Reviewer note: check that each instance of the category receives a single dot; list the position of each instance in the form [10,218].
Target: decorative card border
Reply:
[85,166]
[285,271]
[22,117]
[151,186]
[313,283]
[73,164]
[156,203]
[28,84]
********************
WHAT THE EXERCISE ASKS
Retype each line of the data exactly as it reads.

RESPONSE TO THIS TASK
Reviewer note: check that each instance of the category receives a single dot; list the position of each instance in the form [10,218].
Target: decorative card border
Reply:
[85,166]
[285,271]
[22,117]
[151,186]
[313,283]
[73,164]
[156,203]
[28,84]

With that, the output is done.